Фрагмент текста
= = =
Русский моностих: Очерк истории и теории — страница 36 из 82

Избранник судьбы

Планеты все дрожат перед его звездой.

Прощенье

Он злится, слыша о прощенье, ведь это неплатёж долгов!

В иных отношениях тексты также весьма различны: половина из них отчетливо опознаётся как пятистопный ямб (который мы переводим шестистопным), другие длиннее, в том числе заметно:

Импровизатор

Где райский веет ветр, он лиру разместил, чтоб подмечать ее напевы.

Природа всех текстов отчетливо риторическая, они так или иначе тяготеют к афоризму, но предметно-тематический диапазон довольно широк:

Заря

Сквозь мрачный горизонт вплывает в море дня.

Мученик

Любой ценой – узреть Его лицом к лицу.

Спустя менее чем год, в августовском 1894 года номере того же журнала, последовало продолжение – публикация «Снова мастер моностиха».

Второй раз посетив, вместе с Блюстителем, мастерскую Мастера моностиха, мы нашли его за работой, гранящим и шлифующим, – как и пристало этому резчику Муз.

Блюститель, вовлекая Мастера в беседу и опираясь на его прежние суждения, спросил, в какой степени полагает он возможным сократить эпос, или же – говоря словами, позаимствованными из совсем другого, куда более механического производства, – какую нагрузку может выдержать конструкция этого типа. Почему бы, к примеру, не изложить в одной строке Илиаду?

Что ж, наш Мастер, как ни покажется это странным, был прежде воином, пока не принялся возделывать нежную ниву мирных искусств сообразно нынешнему своему небывалому призванию. И если мы отважимся предположить, что он уловил тайную толику насмешки в этом «к примеру», то предположение это не будет столь уж безоглядно дерзким. По меньшей мере от наблюдателя не ускользнуло бы, что глаза Мастера блеснули серым. Он ответил, что если бы, как это было некогда предложено, из горы Афон высекли подобие человеческого обличия[309] (труд слишком величественный, быть может), то едва ли самонадеянный инженер стал бы сводить скальную громаду к изящной камее. Подобно этому, есть и создания человеческого разума, для которых – говоря словами ранних шекспировских редакторов – уже «свершился суд» и «отвергнуты все притязания»[310].
= = =
Извлечённые записи
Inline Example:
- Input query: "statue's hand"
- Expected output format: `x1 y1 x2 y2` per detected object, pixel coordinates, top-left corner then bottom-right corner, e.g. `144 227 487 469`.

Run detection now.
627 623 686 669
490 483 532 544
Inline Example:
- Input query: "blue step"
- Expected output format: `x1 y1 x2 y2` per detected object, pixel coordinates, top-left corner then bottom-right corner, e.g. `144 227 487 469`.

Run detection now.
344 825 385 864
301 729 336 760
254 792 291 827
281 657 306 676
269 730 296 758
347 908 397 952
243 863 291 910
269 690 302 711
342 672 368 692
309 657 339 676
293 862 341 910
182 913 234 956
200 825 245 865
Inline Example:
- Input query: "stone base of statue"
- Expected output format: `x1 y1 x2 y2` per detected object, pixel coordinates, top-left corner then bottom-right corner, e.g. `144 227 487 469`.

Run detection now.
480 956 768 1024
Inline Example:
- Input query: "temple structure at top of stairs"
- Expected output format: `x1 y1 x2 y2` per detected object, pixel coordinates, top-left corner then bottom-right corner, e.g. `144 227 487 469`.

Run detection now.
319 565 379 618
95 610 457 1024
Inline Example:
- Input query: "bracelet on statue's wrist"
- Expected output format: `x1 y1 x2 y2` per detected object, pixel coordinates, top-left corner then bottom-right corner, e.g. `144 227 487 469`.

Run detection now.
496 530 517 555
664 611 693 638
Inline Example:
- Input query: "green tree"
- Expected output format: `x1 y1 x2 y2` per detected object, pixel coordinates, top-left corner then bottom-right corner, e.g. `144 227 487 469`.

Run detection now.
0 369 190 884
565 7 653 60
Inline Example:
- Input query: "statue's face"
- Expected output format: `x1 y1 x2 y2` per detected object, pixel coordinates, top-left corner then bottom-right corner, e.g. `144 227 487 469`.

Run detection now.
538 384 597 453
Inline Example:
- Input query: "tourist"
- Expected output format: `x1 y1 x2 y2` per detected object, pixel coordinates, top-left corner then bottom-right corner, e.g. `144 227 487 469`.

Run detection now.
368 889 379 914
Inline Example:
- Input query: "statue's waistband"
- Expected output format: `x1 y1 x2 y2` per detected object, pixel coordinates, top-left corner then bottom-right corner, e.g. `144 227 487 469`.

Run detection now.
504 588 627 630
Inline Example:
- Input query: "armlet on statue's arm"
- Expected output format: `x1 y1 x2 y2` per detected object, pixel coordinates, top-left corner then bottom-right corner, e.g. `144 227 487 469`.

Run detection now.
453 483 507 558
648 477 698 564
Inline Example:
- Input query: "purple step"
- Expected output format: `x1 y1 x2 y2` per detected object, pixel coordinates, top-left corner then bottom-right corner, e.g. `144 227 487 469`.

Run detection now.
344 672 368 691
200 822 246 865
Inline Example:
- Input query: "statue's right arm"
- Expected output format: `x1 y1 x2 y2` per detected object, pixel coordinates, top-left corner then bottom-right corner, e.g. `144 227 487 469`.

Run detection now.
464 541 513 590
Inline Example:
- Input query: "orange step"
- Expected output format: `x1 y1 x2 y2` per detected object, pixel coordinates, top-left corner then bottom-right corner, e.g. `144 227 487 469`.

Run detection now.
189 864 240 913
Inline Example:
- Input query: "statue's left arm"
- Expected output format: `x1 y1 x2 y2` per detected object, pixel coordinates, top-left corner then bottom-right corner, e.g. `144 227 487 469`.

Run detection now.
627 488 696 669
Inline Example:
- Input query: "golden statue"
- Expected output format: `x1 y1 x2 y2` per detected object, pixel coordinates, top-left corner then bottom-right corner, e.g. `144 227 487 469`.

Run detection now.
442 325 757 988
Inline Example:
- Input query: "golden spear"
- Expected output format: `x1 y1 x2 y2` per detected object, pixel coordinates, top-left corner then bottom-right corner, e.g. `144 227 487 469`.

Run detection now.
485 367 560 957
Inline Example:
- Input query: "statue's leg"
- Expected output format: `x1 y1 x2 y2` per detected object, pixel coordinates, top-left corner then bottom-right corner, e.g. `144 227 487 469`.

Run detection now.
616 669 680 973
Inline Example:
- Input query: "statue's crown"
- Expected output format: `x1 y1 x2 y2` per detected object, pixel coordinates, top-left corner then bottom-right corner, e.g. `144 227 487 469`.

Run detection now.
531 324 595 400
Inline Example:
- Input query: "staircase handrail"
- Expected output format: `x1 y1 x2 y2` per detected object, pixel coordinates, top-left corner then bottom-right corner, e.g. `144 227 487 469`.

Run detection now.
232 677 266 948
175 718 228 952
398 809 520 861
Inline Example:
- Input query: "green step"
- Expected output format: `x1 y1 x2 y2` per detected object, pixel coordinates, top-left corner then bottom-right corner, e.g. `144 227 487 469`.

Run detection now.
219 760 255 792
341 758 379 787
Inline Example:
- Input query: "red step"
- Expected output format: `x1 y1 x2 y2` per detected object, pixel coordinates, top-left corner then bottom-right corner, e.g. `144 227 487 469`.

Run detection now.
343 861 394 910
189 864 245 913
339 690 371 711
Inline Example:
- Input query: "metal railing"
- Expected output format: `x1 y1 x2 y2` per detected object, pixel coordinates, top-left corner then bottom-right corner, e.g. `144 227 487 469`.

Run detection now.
= = =
Набор заданий
A) В каком номере журнала, согласно фрагменту о моностихе, вышло продолжение «Снова мастер моностиха»?
B) Пожалуйста, выведите без изменений отрывок фрагмента о моностихе от слов «Где райский веет» по слова «вплывает в море дня.».

Ответы к упражнению
A) В августовском номере 1894 года.

B)
Где райский веет ветр, он лиру разместил, чтоб подмечать ее напевы.

Природа всех текстов отчетливо риторическая, они так или иначе тяготеют к афоризму, но предметно-тематический диапазон довольно широк:

Заря

Сквозь мрачный горизонт вплывает в море дня.